Exercise passage →
========================================

Organs-on-chips win London’s Design Museum award

Wyss Institute’s’ human organs–on–chips have been honoured, by London’s Design Museum, as the world's pre–eminent, most forward–thinking design to have emerged within the last year.

Human organs–on–chips, which have been awarded the Design of the Year 2015 Award, have the potential to deliver transformative changes to human health, drug discovery, drug testing, and personalized medicine, due to their accurate ability to emulate human–level organ functions.

The Wyss Institute's human organs-on-chips, represented by the human lung, gut and liver chips, have won the overall Design of the Year 2015 Award. The honour was revealed during the annual Design of the Year awards ceremony, held on the evening of June 22 at the Design Museum of London.

Gemma Curtin, who is the Designs of the Year 2015 exhibition curator, said: "This winning design is a great example of how design is a collaborative practice embracing expertise and know how across disciplines. Its selection as Design of the Year 2015 also signifies a desire to recognize and award design that can significantly impact society now and in the future."

Human organs–on–chips received their nomination from Paola Antonelli, the Museum of Modern Art's senior curator of architecture & design and director of R&D, who said: "This is the epitome of design innovation – elegantly beautiful form, arresting concept and pioneering application."

========================================

Records from a dataset
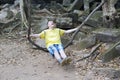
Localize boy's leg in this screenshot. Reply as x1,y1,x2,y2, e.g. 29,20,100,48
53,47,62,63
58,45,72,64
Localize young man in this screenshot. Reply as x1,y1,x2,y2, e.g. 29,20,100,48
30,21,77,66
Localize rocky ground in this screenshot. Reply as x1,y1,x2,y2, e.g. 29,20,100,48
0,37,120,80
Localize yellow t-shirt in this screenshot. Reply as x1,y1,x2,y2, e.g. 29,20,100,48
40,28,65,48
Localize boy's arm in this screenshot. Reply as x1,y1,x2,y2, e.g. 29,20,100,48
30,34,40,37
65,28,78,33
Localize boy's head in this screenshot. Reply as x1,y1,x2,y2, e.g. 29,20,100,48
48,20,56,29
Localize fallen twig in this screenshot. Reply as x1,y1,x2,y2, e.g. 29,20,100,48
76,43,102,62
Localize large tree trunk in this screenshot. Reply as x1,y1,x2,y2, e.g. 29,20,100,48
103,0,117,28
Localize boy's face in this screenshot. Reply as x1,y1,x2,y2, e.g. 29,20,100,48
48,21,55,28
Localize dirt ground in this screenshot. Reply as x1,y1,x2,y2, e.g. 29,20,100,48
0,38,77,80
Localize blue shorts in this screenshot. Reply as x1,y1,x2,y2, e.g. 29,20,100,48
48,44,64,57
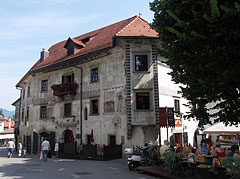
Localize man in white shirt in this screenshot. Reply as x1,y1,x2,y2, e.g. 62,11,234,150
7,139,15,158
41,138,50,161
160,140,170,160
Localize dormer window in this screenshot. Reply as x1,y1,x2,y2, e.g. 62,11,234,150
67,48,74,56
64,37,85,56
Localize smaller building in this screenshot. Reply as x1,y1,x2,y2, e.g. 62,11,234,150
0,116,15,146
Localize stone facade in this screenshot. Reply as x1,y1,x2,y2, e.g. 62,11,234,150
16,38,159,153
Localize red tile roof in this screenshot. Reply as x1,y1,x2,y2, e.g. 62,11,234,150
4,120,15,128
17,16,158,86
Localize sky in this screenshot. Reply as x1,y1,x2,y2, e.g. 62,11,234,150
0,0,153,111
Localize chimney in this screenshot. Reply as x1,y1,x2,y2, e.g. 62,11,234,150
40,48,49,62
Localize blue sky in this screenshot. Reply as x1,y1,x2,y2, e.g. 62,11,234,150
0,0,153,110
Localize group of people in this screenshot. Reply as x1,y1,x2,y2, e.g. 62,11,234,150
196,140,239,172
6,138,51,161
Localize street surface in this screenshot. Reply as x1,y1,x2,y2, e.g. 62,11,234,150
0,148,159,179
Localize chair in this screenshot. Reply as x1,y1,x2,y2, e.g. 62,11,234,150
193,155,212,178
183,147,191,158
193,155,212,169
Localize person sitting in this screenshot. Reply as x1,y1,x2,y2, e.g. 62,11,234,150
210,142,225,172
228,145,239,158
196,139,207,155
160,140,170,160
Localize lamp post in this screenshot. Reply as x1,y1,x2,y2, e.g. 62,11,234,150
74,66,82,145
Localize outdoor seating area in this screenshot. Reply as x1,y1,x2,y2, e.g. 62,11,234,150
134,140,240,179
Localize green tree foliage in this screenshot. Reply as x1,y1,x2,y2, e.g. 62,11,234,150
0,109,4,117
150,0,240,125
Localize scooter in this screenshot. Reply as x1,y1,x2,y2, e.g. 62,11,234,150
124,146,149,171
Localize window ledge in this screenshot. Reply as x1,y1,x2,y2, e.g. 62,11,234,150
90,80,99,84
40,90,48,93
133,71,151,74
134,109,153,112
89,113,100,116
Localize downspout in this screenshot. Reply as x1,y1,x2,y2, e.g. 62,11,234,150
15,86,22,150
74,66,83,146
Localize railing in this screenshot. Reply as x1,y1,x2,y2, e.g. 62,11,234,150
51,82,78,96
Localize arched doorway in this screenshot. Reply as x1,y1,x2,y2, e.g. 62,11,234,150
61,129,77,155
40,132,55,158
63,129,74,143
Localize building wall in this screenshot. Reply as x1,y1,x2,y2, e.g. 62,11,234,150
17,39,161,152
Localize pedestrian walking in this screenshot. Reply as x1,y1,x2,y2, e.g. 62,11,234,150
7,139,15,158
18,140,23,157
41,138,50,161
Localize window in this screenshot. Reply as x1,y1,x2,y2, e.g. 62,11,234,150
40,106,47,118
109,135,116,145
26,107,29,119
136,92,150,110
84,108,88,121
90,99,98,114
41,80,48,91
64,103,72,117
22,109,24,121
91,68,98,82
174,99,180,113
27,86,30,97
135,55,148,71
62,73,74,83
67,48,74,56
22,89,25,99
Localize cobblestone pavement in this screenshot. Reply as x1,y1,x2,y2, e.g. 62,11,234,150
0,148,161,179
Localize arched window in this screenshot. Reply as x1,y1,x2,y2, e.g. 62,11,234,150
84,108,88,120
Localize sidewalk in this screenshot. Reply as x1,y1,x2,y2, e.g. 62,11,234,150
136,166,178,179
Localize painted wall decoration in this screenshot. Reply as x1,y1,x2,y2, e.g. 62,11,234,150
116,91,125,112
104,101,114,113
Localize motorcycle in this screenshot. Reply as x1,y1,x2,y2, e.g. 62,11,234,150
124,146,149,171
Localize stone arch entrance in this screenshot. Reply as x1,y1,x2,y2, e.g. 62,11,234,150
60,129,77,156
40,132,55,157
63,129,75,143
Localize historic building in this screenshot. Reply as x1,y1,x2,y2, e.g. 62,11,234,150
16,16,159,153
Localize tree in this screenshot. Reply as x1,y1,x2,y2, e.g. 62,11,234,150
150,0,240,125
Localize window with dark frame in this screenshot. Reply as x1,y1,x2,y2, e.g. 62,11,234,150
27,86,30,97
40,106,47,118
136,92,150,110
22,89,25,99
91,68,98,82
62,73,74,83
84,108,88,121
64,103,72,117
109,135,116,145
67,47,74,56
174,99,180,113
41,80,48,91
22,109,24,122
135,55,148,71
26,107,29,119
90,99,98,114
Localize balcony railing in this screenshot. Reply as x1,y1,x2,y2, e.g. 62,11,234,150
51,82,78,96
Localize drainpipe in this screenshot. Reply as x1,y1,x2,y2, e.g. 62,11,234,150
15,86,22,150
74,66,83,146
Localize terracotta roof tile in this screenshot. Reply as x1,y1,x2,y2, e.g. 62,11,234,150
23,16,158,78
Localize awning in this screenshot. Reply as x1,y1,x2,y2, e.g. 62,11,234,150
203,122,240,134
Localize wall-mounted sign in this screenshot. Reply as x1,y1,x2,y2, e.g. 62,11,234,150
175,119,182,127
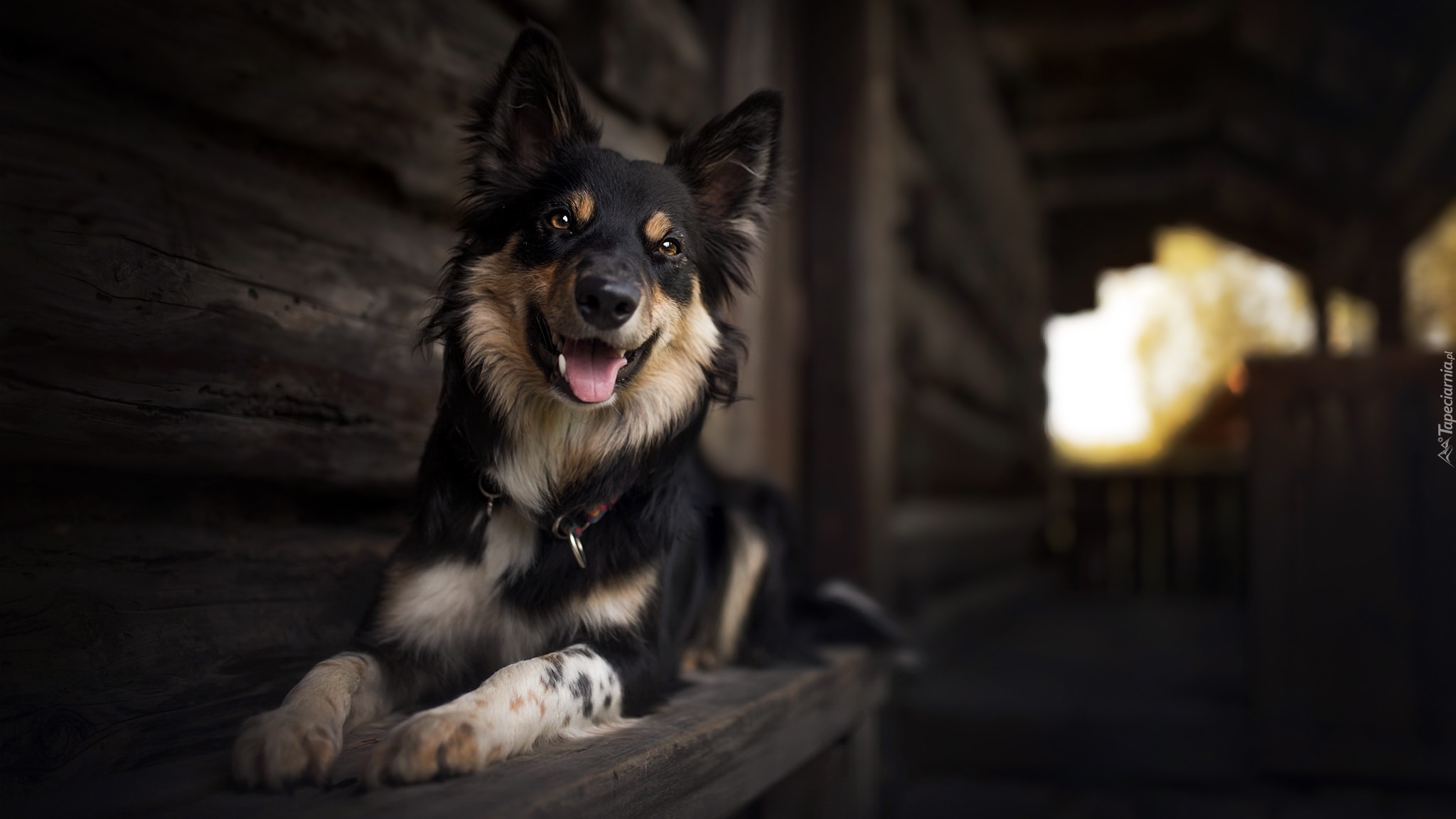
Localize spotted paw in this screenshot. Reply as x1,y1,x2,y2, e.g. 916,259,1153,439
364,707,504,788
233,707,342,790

========================================

Tasks to complete →
A: List every area in which, according to the organs-on-chips award article, human organs-on-chips could bring transformative changes.
B: Carry on with the organs-on-chips award article, picking up after its last sentence.

Expected results →
A: Human health, drug discovery, drug testing, and personalized medicine.

B:
The, organs-on-chips microdevices have the potential ability to deliver transformative change to pharmaceutical development and human healthcare due to the accuracy at which they emulate human organ–level functions. They stand to significantly reduce the need for animal testing by providing a faster, less expensive, less controversial and accurate means to predict whether new drug compounds will be successful in human clinical trials.

As the 2015 recipient of the Design of the Year Award, the human organs–on–chips design is the latest winner in the annual award series.

Wyss founding director Donald E. Ingber, M.D., Ph.D., said: “To have the microscopic elegance and function of human organs–on–chips recognized in an international design forum is a powerful testament to the breadth and depth at which design principles contribute to biological function as well as technological advancement, and it is a recognition for which I am deeply honoured to receive on behalf of the Wyss Institute."